→ Excerpt provided
# 1987 Sentra sport coupe door panels



## nissansunnyb12 (Oct 29, 2008)

hi nissan fanatics, i'm Whil here from the philippines, i would gladly appreciate your help on instructions on removing door panels in my 1987 sentra coupe 1987 model...i plan to install a sound set up...)

i actually started on removing the window winder and the two visible screws on the inner door handle and the screw found on the door pull handle. when i started pulling off the whole panel, it cannot be removed due to another scre installed, i dunno how to remove it, please instruct me.
thanks!!
pics of the car


----------



## bob89sentra (Sep 15, 2005)

There are the 2 screws on the arm rest, one on the door opener handle, and the window crank has a clip. the panel has plastic clips around the parimeter, the clips are shaped like a christmas tree, and you just carefully pull them out. you can get replacement clips if you break some in the auto parts help section.


----------



## ahardb0dy (Nov 9, 2003)

you can use a screwdriver to pry out on the door panel next to each clip but it would be better if you used a door clip removal tool such as this:


----------



## nissansunnyb12 (Oct 29, 2008)

thanks guys, i already found it out, you have to slide the armrest to reveal three more screws, THANKS )


----------



## ahardb0dy (Nov 9, 2003)

your right. I think we were both thinking of the non SE style door panels, the SE panels are similar to the truck and pathfinder panels where as you said you remove the plastic plug on top than the screw, slide the cushion forward to reveal 2 or 3 more screws, glad you figured it out.


----------



## nissansunnyb12 (Oct 29, 2008)

thanks though ahardbody, appreciate your help)

btw, do you know where i can get bodykits on these, we both know that this car is the rarest among the sentra's produced in the year 1987, i would like to trick it out in the near future


----------



## ahardb0dy (Nov 9, 2003)

you have the sunny, which appears to be our sport coupe model, I don't think anyone is still making body kits for the sunny/sentra's you may have to look around online, e-bay or similiar

your car looks like it is brand new!! wish mine looked like that !!


----------



## nissansunnyb12 (Oct 29, 2008)

thanks for that, as of now, it's my dad's car, but i'm planning to have it when i'm already 18, so i'm making plans for it in the future.


----------

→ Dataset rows

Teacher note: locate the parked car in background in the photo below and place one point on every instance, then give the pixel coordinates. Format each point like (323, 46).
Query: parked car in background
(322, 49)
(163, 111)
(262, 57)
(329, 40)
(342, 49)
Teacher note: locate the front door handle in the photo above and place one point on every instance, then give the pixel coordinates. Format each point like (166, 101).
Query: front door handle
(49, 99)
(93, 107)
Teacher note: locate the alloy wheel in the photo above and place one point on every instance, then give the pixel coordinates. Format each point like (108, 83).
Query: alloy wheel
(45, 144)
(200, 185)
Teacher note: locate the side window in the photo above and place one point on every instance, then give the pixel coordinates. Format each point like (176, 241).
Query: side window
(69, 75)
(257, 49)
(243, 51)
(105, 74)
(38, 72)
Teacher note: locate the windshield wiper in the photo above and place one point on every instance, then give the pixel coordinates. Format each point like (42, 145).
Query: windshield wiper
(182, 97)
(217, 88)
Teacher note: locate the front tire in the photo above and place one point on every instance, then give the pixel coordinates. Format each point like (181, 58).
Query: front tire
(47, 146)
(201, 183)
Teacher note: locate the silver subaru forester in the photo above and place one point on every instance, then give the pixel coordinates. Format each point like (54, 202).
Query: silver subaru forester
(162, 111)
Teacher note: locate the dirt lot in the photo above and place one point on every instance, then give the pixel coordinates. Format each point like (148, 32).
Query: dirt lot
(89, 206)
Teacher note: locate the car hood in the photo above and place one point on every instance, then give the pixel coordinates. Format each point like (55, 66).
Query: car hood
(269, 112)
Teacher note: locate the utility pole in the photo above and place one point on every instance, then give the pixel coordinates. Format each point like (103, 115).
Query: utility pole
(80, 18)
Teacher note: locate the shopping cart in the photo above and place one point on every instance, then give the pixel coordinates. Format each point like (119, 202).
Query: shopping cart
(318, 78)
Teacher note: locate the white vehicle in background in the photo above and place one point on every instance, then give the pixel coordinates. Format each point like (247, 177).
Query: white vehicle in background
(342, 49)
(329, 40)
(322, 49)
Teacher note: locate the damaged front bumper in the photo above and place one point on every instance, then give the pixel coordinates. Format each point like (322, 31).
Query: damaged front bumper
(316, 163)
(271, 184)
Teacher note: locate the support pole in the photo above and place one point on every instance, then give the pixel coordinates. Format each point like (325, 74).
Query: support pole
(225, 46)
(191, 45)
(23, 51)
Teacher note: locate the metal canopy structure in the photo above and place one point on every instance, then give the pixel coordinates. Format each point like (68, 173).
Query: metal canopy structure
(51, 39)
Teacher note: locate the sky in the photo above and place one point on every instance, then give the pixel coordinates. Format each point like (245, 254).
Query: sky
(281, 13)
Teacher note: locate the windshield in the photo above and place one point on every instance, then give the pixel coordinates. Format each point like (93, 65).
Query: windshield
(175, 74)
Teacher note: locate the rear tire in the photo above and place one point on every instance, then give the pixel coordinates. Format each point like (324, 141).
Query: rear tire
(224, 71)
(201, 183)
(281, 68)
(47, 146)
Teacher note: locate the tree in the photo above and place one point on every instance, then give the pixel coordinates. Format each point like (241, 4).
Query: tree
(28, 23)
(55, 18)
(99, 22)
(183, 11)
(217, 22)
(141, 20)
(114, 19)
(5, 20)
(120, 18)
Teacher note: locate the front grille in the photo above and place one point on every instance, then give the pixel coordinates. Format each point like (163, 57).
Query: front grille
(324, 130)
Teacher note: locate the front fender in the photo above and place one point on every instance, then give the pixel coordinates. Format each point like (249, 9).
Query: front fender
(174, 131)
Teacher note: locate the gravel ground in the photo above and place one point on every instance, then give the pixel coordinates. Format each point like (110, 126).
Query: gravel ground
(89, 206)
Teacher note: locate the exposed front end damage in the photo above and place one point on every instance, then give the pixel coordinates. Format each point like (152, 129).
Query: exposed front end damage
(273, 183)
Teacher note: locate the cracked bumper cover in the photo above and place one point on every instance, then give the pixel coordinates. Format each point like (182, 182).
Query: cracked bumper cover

→ Brief
Edit the passage of the door-panel thread starting at "you can use" and ending at "screws, THANKS )", changing "screwdriver" to "flat pry bar".

→ Finished task
you can use a flat pry bar to pry out on the door panel next to each clip but it would be better if you used a door clip removal tool such as this:


----------



## nissansunnyb12 (Oct 29, 2008)

thanks guys, i already found it out, you have to slide the armrest to reveal three more screws, THANKS )